Activity: Recast the entries below as a numbered list with blank lines omitted. Begin at the start of the entries and stop after the line that contains "box: [0, 0, 105, 349]".

Stored data entries:
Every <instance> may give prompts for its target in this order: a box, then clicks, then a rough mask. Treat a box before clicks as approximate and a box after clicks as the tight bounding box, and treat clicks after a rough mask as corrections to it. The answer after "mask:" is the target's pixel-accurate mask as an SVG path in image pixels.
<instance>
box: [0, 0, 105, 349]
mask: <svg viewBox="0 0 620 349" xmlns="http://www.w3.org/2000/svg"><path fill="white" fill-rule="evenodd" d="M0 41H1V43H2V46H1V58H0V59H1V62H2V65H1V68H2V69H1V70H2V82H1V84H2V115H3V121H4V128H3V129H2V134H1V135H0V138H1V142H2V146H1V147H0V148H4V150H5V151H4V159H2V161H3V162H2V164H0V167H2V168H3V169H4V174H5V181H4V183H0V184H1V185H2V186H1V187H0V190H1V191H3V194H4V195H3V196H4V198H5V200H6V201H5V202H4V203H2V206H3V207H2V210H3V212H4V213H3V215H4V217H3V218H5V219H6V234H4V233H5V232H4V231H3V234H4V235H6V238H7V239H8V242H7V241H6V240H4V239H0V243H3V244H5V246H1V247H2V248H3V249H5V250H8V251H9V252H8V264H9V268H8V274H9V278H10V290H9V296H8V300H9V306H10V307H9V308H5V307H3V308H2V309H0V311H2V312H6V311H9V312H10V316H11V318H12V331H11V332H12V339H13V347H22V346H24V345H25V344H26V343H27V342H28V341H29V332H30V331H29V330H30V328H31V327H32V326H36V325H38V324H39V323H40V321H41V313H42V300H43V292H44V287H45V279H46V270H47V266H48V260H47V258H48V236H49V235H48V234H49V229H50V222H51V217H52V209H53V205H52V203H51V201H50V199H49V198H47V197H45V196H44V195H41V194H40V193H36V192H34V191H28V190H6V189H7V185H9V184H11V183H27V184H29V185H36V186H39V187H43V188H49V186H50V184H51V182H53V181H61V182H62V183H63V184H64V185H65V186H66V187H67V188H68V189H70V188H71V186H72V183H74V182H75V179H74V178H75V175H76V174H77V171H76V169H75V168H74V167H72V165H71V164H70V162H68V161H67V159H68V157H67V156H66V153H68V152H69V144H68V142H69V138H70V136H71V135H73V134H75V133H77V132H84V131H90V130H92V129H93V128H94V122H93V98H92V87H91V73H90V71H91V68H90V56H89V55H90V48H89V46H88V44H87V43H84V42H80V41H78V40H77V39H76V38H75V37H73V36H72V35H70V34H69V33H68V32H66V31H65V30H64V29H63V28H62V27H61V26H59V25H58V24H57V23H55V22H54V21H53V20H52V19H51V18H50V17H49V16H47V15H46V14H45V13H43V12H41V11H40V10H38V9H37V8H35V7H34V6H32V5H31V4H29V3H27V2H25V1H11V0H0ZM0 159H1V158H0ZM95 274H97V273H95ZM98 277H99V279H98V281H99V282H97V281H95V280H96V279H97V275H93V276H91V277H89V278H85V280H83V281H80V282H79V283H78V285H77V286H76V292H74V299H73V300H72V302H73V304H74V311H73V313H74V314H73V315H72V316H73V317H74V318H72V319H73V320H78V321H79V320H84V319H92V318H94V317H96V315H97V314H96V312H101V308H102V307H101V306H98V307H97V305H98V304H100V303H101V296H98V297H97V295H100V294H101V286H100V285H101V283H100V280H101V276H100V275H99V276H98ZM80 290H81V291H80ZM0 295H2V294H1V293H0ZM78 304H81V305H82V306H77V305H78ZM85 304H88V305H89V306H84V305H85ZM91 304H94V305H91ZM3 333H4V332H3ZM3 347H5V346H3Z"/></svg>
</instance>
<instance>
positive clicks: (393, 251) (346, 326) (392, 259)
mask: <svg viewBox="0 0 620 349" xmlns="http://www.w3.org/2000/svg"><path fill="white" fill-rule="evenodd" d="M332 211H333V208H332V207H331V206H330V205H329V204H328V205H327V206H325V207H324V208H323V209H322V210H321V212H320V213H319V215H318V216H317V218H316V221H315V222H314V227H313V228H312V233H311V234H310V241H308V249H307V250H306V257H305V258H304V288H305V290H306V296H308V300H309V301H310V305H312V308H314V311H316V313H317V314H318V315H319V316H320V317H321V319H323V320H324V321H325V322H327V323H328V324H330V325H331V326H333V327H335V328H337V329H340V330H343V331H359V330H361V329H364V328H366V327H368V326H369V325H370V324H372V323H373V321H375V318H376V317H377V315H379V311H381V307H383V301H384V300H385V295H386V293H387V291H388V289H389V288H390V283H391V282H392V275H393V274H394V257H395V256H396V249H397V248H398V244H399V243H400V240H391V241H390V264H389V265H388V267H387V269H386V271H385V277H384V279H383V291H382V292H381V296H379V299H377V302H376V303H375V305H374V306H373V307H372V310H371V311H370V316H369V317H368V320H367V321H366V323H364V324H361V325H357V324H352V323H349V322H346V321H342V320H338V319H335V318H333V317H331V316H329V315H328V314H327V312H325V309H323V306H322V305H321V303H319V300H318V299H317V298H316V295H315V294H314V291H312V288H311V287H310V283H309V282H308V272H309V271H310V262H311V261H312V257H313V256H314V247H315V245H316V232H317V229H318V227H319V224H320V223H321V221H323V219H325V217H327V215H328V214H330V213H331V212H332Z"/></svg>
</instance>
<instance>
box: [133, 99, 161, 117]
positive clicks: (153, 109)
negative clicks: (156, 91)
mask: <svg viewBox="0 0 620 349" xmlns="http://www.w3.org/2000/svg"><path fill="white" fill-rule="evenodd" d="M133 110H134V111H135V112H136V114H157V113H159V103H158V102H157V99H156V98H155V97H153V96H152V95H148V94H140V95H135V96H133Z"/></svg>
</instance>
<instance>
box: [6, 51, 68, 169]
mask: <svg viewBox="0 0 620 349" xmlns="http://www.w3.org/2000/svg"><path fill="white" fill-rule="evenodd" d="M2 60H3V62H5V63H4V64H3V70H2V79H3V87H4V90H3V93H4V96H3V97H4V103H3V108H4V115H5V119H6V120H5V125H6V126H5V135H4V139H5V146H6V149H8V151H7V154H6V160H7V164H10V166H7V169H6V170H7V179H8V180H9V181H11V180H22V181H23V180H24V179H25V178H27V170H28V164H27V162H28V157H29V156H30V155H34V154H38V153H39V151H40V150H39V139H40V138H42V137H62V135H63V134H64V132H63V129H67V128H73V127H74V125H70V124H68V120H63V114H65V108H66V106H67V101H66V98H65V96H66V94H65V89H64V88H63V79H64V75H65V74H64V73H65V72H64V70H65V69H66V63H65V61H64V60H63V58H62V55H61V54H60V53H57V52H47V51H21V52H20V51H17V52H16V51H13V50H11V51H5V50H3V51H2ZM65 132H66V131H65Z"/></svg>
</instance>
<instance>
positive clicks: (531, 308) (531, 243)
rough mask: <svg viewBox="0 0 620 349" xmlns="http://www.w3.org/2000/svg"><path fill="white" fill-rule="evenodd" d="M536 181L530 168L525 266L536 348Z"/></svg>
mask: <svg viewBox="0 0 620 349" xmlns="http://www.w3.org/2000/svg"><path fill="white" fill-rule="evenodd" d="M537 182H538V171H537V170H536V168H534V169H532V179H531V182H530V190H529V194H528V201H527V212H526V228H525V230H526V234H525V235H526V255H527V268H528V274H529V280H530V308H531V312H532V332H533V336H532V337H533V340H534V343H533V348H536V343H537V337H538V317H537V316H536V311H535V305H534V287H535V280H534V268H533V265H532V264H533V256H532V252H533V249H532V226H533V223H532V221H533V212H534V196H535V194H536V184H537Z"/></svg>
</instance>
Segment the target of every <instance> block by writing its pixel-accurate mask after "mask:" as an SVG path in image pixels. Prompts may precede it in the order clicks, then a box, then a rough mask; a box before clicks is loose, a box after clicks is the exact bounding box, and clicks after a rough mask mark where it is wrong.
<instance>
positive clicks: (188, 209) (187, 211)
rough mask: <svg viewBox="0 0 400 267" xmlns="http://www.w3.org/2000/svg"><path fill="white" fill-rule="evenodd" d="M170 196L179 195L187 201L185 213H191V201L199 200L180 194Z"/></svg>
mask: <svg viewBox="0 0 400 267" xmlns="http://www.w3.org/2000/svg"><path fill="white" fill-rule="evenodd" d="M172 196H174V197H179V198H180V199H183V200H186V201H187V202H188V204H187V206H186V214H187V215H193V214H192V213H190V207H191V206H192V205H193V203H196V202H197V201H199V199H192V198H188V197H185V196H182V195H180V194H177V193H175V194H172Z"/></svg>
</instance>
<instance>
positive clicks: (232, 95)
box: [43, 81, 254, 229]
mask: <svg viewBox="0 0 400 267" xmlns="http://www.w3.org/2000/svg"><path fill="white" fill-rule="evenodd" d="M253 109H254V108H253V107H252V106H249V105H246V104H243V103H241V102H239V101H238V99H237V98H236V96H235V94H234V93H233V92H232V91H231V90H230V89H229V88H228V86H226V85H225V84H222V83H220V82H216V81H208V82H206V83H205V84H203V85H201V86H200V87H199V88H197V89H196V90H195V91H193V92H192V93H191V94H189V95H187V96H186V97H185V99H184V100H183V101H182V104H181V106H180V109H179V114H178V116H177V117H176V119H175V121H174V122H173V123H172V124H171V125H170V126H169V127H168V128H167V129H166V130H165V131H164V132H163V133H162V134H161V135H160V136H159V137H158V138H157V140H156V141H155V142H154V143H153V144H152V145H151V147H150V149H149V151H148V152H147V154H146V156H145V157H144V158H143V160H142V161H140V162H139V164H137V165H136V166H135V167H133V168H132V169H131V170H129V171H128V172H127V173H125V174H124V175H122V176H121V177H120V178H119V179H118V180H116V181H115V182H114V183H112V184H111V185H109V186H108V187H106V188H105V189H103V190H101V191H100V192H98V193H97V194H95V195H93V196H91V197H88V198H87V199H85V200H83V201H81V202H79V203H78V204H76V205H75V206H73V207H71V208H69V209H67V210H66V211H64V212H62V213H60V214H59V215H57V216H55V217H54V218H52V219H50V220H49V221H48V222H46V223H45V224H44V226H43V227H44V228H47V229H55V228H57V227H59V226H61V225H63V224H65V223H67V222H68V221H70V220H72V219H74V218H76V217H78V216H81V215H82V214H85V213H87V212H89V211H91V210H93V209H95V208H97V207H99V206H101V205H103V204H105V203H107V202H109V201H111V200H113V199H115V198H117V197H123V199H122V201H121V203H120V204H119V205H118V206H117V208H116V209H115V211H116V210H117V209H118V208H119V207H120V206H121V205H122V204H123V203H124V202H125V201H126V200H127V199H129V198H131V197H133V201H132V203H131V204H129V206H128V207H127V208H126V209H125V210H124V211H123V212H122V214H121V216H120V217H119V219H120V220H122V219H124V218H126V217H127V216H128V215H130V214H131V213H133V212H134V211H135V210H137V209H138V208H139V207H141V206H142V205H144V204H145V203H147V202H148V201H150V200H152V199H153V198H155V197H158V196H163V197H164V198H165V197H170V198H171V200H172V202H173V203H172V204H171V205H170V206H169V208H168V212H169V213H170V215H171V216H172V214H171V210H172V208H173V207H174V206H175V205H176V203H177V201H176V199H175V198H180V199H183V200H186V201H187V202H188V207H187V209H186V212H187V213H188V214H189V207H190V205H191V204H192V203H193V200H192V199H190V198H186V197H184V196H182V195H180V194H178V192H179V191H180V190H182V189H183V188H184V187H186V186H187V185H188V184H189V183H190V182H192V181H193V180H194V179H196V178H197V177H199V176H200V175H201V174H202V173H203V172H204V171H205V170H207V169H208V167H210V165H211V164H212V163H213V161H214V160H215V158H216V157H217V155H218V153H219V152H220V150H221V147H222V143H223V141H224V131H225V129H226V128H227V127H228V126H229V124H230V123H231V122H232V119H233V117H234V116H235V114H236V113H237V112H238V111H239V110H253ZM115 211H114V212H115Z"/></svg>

Exercise answer:
1. Every <instance> may give prompts for its target in this order: a box, then clicks, then a rough mask. Treat a box before clicks as approximate and a box after clicks as the tight bounding box, and treat clicks after a rough mask as corrections to it. The answer after "mask:" is the target's pixel-accurate mask as an SVG path in image pixels.
2. <instance>
3. box: [0, 0, 105, 349]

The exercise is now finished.